# Exercise materials:
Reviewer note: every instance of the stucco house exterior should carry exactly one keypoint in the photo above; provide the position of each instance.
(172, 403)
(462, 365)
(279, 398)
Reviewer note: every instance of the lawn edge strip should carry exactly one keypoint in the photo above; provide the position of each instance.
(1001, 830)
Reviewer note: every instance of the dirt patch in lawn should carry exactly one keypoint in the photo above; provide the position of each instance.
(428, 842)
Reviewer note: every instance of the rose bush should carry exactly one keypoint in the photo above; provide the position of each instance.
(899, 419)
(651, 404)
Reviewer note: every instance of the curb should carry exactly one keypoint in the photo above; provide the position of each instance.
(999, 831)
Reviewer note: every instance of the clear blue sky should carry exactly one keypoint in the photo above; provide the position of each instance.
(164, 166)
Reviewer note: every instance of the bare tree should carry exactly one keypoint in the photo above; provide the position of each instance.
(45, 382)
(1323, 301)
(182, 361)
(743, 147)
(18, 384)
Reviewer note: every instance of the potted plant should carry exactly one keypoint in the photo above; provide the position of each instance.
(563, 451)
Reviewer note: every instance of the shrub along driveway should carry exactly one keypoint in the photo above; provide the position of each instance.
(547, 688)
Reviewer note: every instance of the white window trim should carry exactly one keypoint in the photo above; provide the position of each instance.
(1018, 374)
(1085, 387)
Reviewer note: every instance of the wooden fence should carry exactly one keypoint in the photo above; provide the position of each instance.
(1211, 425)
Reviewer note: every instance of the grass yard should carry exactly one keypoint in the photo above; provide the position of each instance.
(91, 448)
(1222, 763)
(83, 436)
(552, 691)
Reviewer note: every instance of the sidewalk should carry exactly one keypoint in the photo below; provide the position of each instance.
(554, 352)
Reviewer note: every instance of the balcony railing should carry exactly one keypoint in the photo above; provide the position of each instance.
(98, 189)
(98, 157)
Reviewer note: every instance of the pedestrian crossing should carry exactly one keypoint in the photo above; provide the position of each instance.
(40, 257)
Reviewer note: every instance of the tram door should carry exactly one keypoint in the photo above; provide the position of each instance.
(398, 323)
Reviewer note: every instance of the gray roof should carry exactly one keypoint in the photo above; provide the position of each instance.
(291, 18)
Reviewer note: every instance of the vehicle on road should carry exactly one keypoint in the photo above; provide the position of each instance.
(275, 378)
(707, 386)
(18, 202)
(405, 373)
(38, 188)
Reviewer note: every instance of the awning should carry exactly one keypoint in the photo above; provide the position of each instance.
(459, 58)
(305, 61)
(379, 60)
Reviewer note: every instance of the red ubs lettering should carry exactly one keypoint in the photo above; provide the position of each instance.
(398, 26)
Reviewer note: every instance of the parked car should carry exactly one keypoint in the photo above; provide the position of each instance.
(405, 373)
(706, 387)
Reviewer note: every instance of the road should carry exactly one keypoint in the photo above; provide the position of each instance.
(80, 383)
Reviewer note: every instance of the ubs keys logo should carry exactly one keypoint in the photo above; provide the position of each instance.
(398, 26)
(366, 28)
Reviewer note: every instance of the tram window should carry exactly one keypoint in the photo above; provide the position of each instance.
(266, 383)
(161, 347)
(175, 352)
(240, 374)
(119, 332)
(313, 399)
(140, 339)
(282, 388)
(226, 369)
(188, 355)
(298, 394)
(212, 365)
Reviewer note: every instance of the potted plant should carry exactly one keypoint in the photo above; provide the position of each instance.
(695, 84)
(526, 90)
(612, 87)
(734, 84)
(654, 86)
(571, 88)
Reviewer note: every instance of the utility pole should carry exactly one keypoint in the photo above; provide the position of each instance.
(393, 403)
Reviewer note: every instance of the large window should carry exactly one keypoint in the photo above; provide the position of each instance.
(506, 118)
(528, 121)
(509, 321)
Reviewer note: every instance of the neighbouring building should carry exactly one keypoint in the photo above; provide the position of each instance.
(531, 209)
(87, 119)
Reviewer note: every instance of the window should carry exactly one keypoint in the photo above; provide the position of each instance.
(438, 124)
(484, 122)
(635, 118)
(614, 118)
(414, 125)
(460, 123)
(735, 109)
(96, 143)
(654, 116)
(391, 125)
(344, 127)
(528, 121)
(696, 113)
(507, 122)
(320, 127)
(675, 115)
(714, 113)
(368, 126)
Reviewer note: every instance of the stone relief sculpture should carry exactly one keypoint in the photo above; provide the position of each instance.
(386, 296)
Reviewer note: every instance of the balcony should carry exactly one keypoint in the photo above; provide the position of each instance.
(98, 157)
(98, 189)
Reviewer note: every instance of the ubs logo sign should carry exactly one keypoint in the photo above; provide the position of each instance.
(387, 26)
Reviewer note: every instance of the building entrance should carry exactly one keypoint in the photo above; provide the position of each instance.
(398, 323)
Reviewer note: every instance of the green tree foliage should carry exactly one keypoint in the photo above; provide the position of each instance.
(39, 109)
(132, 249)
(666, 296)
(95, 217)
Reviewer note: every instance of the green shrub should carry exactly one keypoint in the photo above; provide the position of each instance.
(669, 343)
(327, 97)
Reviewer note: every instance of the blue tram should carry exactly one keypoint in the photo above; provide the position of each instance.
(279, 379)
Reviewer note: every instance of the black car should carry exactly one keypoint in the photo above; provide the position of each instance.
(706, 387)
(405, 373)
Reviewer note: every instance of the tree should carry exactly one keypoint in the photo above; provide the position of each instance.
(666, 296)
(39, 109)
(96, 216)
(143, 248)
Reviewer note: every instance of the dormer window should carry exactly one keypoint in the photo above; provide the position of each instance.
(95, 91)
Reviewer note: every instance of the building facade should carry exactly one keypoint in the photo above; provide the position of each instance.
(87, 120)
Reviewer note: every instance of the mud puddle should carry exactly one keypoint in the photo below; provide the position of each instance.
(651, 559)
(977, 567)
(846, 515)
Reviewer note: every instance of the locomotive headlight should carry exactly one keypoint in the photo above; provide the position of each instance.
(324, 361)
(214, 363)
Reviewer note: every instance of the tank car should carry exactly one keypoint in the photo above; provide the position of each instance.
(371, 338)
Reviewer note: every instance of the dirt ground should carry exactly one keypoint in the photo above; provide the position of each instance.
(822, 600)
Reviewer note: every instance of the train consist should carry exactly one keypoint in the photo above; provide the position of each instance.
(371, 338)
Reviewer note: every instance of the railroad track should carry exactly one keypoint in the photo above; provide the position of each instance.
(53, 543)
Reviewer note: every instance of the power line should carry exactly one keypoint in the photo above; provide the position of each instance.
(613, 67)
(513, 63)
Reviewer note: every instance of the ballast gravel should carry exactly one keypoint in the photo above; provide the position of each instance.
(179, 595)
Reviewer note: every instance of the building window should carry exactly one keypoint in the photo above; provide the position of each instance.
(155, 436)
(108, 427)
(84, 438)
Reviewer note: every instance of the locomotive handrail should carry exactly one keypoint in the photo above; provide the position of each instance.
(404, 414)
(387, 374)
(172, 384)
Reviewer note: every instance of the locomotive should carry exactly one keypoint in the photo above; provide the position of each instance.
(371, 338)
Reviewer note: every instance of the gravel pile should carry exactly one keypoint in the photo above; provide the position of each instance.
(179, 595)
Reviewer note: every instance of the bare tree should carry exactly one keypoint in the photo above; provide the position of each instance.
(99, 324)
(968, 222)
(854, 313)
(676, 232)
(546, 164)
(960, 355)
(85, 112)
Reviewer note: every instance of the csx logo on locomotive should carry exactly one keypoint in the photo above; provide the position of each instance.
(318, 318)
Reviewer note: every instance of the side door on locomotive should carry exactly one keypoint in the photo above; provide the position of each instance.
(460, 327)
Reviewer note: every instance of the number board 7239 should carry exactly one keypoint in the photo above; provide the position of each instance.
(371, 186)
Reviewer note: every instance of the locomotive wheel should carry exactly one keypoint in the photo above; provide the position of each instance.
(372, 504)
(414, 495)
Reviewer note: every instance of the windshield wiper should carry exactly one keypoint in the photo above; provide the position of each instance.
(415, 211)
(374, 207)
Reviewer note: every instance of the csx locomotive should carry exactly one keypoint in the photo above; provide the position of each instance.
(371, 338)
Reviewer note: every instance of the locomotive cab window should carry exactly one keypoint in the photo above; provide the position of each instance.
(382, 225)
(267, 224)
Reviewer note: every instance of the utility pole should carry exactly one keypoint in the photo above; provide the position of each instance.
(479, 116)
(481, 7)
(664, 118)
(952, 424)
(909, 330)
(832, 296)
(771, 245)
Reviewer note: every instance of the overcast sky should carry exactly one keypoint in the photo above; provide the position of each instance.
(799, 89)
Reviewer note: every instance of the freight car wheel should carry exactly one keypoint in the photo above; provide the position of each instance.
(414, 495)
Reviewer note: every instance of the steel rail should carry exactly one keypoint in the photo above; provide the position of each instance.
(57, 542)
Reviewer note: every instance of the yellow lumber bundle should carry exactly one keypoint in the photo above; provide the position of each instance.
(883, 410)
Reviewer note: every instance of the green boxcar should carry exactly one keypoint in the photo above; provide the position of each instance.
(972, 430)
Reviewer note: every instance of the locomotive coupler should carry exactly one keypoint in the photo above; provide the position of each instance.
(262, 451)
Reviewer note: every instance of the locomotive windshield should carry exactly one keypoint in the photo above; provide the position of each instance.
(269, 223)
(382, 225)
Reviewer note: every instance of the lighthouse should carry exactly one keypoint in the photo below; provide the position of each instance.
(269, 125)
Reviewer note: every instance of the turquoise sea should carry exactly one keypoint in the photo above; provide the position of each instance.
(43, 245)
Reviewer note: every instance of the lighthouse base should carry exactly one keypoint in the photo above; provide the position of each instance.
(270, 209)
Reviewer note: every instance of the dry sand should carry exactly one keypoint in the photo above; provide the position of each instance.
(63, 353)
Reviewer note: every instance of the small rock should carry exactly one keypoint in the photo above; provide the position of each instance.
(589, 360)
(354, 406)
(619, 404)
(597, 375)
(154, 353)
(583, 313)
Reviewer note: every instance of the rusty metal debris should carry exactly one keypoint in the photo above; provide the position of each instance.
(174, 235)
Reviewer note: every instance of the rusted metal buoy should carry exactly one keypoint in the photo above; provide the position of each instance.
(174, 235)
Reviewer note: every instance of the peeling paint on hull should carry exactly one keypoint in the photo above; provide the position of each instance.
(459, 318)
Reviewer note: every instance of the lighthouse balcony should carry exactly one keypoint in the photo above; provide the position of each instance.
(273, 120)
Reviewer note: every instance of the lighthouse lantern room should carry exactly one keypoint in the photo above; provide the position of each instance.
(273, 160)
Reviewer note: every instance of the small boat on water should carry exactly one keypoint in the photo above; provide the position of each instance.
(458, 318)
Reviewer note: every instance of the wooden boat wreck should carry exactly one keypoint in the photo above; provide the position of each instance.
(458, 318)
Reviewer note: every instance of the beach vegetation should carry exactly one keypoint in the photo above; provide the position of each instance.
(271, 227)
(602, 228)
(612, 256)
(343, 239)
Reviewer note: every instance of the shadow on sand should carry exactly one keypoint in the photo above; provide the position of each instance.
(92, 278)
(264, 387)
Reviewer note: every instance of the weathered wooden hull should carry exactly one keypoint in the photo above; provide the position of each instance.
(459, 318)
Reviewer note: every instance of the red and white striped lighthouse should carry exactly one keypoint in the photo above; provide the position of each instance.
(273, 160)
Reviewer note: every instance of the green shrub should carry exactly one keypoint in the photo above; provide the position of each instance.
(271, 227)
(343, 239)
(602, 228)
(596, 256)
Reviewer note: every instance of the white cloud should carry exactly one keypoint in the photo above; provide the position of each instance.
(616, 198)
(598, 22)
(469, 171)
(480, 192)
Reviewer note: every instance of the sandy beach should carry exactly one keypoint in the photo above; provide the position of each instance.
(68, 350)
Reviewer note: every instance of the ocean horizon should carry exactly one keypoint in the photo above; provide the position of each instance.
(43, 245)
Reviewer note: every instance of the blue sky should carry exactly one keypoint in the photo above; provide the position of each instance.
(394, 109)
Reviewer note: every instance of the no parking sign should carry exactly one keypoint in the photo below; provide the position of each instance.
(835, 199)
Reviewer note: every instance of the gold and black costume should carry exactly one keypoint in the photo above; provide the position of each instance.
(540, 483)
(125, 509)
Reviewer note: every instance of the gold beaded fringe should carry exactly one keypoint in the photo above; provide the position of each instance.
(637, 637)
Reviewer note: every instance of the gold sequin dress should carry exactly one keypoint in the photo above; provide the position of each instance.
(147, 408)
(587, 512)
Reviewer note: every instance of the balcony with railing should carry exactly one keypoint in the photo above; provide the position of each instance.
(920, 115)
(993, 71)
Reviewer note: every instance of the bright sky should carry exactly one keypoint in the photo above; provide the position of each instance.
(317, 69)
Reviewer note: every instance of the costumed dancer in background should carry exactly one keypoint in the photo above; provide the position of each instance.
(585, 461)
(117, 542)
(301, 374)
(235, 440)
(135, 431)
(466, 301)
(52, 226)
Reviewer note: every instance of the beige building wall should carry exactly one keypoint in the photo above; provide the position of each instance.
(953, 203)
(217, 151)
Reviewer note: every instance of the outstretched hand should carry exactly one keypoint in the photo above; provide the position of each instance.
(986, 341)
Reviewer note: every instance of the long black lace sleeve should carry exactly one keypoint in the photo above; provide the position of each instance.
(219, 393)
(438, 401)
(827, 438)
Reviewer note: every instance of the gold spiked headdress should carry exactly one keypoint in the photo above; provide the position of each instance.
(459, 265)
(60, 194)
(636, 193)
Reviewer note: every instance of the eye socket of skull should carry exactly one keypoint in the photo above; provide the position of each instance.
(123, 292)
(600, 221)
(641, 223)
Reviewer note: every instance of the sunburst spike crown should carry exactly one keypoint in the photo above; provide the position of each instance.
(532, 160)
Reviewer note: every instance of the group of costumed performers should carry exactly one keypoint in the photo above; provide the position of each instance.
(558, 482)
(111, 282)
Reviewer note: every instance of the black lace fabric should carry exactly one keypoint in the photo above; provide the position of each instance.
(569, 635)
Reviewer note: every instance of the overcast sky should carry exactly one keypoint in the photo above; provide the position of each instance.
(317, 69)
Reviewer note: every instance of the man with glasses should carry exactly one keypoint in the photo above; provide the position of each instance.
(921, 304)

# Directive:
Convert the lines of the records above into a Markdown table with the columns "Row" and "Line," numbering each line and omitting blank lines. Include only the lines from the one containing "Reviewer note: every instance of the group" through the end of the records, inclusive.

# Finished answer:
| Row | Line |
|---|---|
| 1 | Reviewer note: every instance of the group of costumed performers should carry exactly one keypoint in the photo above; provide the position of each instance. |
| 2 | (558, 482) |
| 3 | (111, 282) |
| 4 | Reviewer note: every instance of the black lace fabric should carry exactly one keypoint in the photo above; provide the position of each instance. |
| 5 | (569, 635) |
| 6 | Reviewer note: every instance of the overcast sky should carry exactly one keypoint in the photo above; provide the position of each instance. |
| 7 | (317, 69) |
| 8 | Reviewer note: every instance of the man with glasses should carry exactly one keypoint in the photo above; provide the position of each instance. |
| 9 | (921, 304) |